By Author: Bradley Weiss
Total Articles: 156

Turning land into valuable property is neither magic nor easy. The people who manage development on behalf of investors must have several skills to achieve asset growth.

The nature of property funds - particularly how investors expect less volatility than in the financial exchanges, plus tax advantages and a good return on the investment - places certain requirements on the managers of those funds. After all, there are several other ways to invest in real estate. Property fund managers are key to making this work for the type of investor who finds developing what is typically raw land into housing or commercial property attractive.

The alternative of course is either a very short or very long-term investment. Specifically, those include real estate investment trusts (REITs), which can be traded minute by minute on the public exchanges, or owning a piece of land that appreciates over years and even decades. This latter category is how many a Briton builds personal assets with their homes or property that is purchased to-let. Each offers advantages and disadvantages.

In between - the proverbial Goldilocks' "just right" venture for people with £10,000 or more to invest - is when a group of investors buys land that can be granted a planning authority change from a lesser-return use such as agriculture to a residential or commercial property. The value increase can be as high as a multiple of ten per hectare. Of course that involves several steps that the fund managers perform for the investor, which include:

Identification of a useful site - It’s both a science and an art to find unused land that is situated appropriately for establishing new homes. Fund managers understand the variables (relative proximity of employers, the existing infrastructure, community approval, etc.) as well as the physical characteristics of the land itself.

Negotiation of the site purchase - One or several owners may hold the tract that looks ripe for development. They or their agents or estates may present a challenging negotiation on price, which a skilled set of fund managers are able to accomplish.

Achieving planning authority approval - This is one of the most critical components of the process. UK policies favour local decision-making, such that the needs of businesses and the existing community take greater precedence over distant regional planners. National mandates to encourage housing growth generically compel local authorities to find ways to add to house inventories.

Development of infrastructure - Streets and utilities generally have to be installed into a development to make it sellable. A home building development may also place a greater burden on municipal services (government, schools, hospitals, etc.) such that a community infrastructure levy could well be incorporated into the cost structure. All of this involves fund manager negotiations.

Building, or sale to homebuilders - The biggest asset growth comes when the property is constructed, of course. A fund may oversee this process as well, however a quicker, lesser return on investment can be realised by selling lots to homebuilders. (This bifurcation of responsibilities between original investors and homeowners has become the norm in recent years.)

The smart investor should quiz a joint venture investment partnership about how they approach each of these tasks. What the firm can demonstrate from returns on past projects is of course a key consideration. But the investor should engage a neutral third party, an independent financial advisor, to examine the specific investment and its appropriateness to the investor’s own wealth development portfolio.

▶ EXCERPTED DATA
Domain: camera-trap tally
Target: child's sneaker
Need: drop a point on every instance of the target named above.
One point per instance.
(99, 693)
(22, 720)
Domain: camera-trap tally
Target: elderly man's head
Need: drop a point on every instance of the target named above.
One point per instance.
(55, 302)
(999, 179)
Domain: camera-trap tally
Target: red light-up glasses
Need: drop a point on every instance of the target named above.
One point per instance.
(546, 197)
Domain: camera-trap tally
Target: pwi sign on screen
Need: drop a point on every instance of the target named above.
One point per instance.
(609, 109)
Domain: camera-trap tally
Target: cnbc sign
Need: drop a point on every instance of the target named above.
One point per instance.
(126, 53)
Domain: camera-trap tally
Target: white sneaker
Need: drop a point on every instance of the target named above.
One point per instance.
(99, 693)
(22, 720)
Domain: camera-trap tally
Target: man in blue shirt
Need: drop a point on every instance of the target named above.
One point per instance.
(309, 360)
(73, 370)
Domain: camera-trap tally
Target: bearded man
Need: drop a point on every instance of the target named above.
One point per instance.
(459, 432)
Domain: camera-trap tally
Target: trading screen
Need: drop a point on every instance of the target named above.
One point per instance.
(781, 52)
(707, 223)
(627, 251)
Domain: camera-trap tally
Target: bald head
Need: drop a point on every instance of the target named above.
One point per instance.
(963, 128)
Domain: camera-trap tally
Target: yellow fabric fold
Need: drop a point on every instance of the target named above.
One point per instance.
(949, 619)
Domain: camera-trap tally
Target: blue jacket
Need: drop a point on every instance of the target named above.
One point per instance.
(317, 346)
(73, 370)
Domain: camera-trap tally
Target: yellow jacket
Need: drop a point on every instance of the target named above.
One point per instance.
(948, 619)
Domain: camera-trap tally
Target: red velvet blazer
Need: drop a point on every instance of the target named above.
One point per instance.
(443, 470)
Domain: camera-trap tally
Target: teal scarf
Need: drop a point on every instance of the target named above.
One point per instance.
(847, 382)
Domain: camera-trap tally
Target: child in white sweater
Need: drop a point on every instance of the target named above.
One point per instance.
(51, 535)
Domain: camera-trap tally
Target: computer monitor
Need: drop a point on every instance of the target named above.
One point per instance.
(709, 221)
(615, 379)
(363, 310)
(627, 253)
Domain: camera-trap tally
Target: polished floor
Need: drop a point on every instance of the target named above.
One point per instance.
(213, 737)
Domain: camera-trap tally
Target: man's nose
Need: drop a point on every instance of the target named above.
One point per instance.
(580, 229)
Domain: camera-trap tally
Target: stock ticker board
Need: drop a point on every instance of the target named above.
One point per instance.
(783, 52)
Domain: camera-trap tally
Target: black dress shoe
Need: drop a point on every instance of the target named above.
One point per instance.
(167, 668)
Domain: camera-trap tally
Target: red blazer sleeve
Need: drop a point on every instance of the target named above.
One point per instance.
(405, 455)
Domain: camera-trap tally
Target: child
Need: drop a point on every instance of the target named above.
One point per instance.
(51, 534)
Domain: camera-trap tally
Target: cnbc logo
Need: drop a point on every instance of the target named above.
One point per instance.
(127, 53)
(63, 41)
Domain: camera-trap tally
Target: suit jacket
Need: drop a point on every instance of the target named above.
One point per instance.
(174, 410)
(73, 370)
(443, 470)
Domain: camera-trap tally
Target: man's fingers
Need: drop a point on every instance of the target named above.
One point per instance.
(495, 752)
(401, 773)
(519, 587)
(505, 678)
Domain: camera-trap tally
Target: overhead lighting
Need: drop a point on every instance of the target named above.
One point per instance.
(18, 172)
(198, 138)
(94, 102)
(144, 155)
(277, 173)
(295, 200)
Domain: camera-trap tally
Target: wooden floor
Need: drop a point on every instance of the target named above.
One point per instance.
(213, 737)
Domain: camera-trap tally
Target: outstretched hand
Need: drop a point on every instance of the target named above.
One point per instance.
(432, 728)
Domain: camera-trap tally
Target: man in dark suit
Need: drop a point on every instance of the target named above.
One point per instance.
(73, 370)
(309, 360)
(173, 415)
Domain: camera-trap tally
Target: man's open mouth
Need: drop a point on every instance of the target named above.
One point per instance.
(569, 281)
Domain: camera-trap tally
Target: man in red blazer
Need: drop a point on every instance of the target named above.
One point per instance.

▶ YOUR GOAL
From the article on property funds above, list every step that fund managers carry out for the investor.

▶ RESPONSE TO THE EXERCISE
Identification of a useful site
Negotiation of the site purchase
Achieving planning authority approval
Development of infrastructure
Building, or sale to homebuilders